[PROBLEM TO SOLVE] In total, how many lines of the data contain the word "woman"? Only that number is wanted.

[Saved entries]
--- START ---

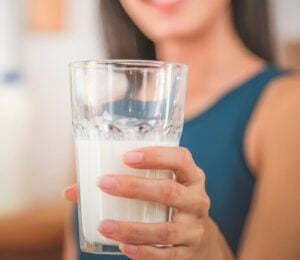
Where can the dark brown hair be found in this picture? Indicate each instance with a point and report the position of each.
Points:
(123, 39)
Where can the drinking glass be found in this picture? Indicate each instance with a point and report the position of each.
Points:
(119, 106)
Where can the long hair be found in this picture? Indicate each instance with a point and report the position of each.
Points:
(124, 40)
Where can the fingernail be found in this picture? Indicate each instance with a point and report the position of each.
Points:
(108, 227)
(129, 249)
(133, 157)
(107, 182)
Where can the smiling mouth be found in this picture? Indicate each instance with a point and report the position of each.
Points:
(165, 5)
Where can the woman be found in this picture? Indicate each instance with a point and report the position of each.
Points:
(241, 134)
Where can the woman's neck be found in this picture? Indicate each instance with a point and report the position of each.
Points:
(217, 60)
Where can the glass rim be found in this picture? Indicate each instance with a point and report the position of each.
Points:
(127, 64)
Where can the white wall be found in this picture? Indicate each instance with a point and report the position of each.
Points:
(45, 59)
(287, 18)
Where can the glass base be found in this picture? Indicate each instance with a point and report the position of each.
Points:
(98, 248)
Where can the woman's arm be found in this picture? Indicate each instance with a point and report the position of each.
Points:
(273, 228)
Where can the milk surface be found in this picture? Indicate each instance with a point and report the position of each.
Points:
(97, 157)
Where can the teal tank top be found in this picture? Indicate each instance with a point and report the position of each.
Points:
(216, 140)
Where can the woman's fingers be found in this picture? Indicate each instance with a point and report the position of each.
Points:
(151, 252)
(178, 159)
(166, 233)
(165, 191)
(71, 193)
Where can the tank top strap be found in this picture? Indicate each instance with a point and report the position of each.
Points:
(248, 97)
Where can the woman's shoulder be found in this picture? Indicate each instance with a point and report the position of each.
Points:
(275, 118)
(285, 88)
(282, 95)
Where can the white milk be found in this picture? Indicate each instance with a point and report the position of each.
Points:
(99, 157)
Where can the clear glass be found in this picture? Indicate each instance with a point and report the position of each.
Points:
(118, 106)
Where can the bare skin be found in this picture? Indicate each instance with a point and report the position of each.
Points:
(218, 61)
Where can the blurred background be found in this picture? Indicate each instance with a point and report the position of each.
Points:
(38, 38)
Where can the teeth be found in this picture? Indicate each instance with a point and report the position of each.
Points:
(164, 1)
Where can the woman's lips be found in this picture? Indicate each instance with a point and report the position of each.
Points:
(165, 5)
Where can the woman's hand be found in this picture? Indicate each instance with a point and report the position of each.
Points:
(190, 235)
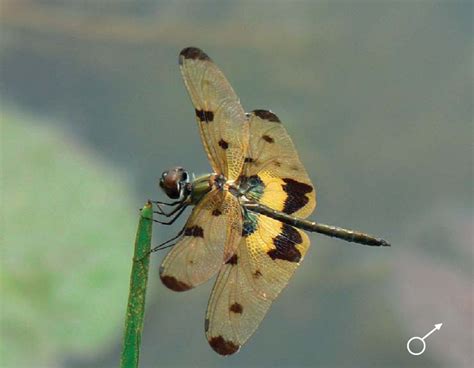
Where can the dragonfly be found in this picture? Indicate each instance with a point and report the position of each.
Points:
(249, 215)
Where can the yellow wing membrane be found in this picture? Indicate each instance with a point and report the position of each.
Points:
(272, 159)
(250, 280)
(210, 237)
(222, 122)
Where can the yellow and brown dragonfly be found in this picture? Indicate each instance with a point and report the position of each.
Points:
(248, 216)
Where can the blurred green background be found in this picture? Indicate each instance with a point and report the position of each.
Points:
(378, 99)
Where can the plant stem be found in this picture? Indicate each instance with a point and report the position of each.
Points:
(137, 292)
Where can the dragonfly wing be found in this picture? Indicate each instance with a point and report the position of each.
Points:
(222, 122)
(268, 254)
(210, 236)
(272, 159)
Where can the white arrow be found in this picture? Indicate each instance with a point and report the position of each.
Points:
(437, 327)
(422, 339)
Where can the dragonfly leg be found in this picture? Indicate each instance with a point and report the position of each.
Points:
(176, 212)
(172, 212)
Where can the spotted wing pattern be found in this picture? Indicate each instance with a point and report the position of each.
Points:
(211, 235)
(222, 122)
(272, 161)
(268, 254)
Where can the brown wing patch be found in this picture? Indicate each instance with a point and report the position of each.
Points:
(223, 144)
(244, 291)
(285, 245)
(233, 260)
(193, 53)
(194, 230)
(207, 116)
(206, 243)
(236, 308)
(222, 346)
(222, 122)
(267, 115)
(287, 186)
(173, 284)
(268, 139)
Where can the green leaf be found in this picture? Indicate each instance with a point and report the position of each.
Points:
(137, 293)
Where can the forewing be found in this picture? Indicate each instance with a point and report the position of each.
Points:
(273, 159)
(222, 121)
(211, 235)
(268, 254)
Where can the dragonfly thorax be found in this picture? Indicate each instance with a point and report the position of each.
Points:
(175, 183)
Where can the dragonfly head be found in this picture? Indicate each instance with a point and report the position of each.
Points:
(174, 183)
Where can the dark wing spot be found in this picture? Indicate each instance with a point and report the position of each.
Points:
(296, 195)
(172, 283)
(267, 115)
(249, 224)
(206, 116)
(195, 231)
(216, 212)
(285, 245)
(268, 139)
(257, 274)
(233, 260)
(192, 53)
(236, 308)
(223, 347)
(223, 144)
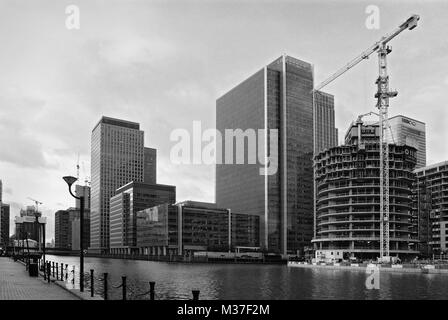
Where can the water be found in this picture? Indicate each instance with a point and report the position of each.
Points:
(237, 281)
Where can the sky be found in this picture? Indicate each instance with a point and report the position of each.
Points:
(164, 64)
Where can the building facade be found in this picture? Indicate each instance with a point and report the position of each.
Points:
(410, 132)
(348, 196)
(130, 199)
(117, 157)
(191, 226)
(278, 97)
(150, 166)
(430, 209)
(62, 229)
(4, 224)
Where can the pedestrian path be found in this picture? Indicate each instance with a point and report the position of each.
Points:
(16, 284)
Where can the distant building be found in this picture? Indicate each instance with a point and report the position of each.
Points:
(130, 199)
(61, 229)
(279, 96)
(150, 166)
(430, 209)
(117, 157)
(83, 191)
(26, 226)
(325, 133)
(4, 224)
(410, 132)
(348, 196)
(190, 226)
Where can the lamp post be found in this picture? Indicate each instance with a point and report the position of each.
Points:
(70, 180)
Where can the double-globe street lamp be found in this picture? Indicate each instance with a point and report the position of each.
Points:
(70, 180)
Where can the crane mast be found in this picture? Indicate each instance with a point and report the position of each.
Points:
(383, 94)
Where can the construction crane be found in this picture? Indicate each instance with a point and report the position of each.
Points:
(383, 94)
(36, 202)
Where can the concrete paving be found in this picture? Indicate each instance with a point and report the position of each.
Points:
(16, 284)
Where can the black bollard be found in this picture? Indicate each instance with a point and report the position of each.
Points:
(123, 286)
(91, 283)
(151, 290)
(195, 294)
(105, 285)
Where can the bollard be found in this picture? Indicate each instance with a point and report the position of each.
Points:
(105, 285)
(123, 286)
(151, 290)
(91, 283)
(195, 294)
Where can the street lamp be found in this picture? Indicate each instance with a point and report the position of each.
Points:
(71, 180)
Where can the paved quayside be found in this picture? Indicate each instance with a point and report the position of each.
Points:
(16, 284)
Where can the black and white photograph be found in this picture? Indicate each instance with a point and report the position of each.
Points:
(221, 155)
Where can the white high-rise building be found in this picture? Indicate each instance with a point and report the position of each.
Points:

--- END ---

[EXPECTED OUTPUT] 7